Starting from the line that contains "Look at the photo above. For every instance of the calm", output every remaining line of the records below exactly as it appears, that line and the last one included.

**Data to examine**
───

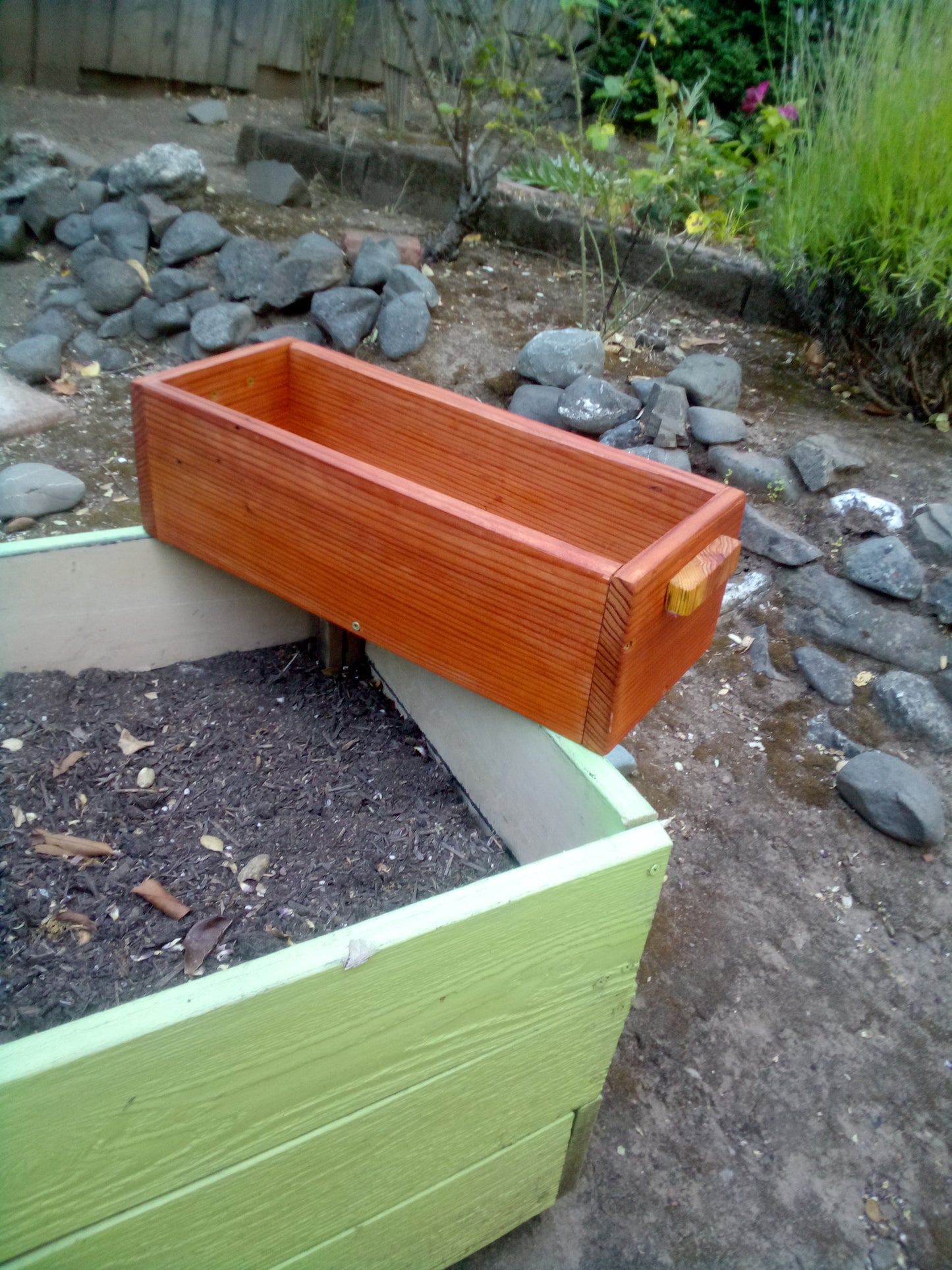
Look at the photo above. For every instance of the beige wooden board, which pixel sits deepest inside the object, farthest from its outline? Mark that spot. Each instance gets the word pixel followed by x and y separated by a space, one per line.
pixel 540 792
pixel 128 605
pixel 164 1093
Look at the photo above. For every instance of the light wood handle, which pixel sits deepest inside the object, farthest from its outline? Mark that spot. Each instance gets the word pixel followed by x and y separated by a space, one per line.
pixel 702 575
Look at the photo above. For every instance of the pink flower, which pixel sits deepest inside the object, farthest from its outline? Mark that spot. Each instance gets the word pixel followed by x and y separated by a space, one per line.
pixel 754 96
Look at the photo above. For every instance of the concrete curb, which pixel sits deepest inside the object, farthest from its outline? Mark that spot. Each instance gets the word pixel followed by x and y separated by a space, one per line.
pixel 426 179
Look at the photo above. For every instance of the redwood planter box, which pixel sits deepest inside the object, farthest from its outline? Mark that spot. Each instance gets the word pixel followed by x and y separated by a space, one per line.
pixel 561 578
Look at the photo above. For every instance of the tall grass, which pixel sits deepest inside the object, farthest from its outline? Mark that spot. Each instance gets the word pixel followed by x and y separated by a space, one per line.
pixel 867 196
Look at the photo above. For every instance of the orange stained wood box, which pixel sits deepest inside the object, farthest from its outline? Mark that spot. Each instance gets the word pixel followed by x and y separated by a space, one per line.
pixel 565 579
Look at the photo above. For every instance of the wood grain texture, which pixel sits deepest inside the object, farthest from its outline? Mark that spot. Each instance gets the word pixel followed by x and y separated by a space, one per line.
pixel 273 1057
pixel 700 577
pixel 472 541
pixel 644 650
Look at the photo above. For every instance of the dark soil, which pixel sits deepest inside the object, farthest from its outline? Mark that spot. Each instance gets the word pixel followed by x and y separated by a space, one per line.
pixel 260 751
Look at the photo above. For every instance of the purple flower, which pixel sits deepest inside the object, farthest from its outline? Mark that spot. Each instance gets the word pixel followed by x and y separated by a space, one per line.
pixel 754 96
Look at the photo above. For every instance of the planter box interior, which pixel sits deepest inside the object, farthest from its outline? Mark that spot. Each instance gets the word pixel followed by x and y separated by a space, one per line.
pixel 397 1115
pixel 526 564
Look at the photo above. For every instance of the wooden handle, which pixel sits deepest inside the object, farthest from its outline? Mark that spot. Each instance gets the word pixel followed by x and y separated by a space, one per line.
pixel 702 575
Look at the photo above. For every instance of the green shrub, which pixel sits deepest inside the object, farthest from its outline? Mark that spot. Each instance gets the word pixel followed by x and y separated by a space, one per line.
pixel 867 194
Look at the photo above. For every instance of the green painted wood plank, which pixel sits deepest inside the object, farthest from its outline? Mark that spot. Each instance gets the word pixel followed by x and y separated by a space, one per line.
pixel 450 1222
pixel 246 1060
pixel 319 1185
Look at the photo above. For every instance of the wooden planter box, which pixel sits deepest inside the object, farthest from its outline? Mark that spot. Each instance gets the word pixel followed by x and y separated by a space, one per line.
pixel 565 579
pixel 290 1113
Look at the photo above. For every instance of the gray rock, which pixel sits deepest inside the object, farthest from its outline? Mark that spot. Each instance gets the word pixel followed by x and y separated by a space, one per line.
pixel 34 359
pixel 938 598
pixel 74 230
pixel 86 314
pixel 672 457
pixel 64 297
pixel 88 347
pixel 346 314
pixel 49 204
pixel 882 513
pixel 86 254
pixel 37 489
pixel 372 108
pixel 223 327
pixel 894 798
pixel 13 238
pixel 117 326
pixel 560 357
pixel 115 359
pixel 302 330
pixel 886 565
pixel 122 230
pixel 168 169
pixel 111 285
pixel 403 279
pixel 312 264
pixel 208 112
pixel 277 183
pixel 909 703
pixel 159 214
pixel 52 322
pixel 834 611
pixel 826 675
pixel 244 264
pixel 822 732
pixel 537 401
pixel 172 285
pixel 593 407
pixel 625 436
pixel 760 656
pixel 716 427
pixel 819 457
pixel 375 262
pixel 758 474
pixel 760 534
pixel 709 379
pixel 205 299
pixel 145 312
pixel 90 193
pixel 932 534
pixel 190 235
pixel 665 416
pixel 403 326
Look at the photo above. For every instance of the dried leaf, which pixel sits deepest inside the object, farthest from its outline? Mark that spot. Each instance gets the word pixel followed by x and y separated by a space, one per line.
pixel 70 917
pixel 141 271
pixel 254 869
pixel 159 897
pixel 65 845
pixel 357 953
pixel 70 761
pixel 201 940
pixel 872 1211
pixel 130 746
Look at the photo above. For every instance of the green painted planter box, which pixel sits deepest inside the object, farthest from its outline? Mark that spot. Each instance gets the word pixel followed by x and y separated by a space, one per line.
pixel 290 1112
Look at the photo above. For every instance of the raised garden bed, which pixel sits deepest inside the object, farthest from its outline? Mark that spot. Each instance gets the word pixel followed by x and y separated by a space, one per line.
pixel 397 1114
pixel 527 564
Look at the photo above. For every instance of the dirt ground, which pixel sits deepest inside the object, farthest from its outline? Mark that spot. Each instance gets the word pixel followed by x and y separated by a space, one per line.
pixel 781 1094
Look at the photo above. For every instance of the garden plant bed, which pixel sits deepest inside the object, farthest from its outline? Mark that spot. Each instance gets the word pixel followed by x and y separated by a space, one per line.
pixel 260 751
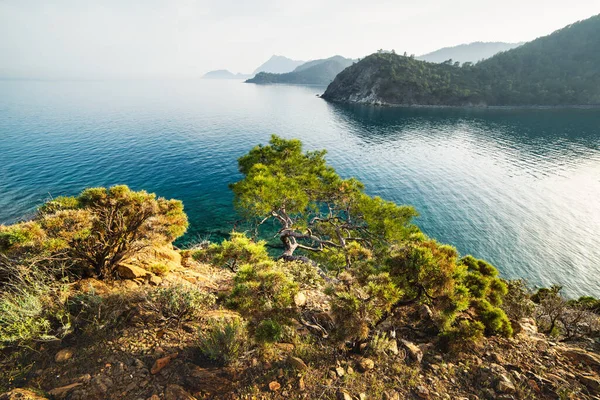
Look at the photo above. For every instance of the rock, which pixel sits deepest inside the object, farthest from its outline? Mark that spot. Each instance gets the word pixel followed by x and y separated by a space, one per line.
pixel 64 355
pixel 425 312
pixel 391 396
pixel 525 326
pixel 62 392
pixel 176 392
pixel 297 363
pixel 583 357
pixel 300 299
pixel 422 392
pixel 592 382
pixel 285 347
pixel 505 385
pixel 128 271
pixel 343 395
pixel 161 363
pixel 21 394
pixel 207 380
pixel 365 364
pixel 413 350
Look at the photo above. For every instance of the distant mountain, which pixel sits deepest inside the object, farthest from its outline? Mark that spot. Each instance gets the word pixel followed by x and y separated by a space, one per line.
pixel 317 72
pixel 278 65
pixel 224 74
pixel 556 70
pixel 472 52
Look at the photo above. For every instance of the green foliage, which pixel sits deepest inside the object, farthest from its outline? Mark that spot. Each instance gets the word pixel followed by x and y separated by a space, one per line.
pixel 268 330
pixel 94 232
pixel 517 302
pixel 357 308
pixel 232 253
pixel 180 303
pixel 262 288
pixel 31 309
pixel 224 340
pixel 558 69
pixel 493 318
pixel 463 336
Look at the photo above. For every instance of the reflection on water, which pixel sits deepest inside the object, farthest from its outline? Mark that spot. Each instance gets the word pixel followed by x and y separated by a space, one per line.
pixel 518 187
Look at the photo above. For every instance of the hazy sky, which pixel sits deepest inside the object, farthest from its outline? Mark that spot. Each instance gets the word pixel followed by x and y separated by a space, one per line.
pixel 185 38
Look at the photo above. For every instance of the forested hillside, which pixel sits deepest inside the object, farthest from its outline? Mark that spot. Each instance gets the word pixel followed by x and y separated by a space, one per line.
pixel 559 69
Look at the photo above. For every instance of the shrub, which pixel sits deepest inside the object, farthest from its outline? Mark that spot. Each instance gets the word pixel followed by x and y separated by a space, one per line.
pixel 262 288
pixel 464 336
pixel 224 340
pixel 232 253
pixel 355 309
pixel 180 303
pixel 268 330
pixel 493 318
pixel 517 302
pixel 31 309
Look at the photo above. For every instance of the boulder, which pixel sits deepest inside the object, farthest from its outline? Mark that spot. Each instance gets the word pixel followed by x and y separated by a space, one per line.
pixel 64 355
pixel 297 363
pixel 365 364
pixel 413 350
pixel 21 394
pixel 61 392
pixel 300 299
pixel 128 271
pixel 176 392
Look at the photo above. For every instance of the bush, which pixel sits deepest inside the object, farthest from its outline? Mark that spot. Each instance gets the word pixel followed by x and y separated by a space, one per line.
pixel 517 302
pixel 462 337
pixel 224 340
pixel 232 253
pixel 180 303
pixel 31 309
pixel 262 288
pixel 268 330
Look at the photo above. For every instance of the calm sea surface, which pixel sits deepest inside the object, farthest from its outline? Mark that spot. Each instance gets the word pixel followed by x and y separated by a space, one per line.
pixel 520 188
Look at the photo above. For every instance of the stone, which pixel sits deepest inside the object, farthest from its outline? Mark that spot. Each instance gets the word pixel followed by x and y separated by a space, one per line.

───

**Exercise response**
Look at the photo above. For every instance of the calm sea surface, which pixel sits deepest inside the object, farthest from its outline? Mark that spot. Each instance gets the word pixel followed by x and y separated by a space, one per line.
pixel 520 188
Look at the photo above. For every instance of the stone, which pixel sits deepest inside the object, farthest from its outline? Mark that spot. Each instance gets the word pixel followed by x and y separated by a space, one per line.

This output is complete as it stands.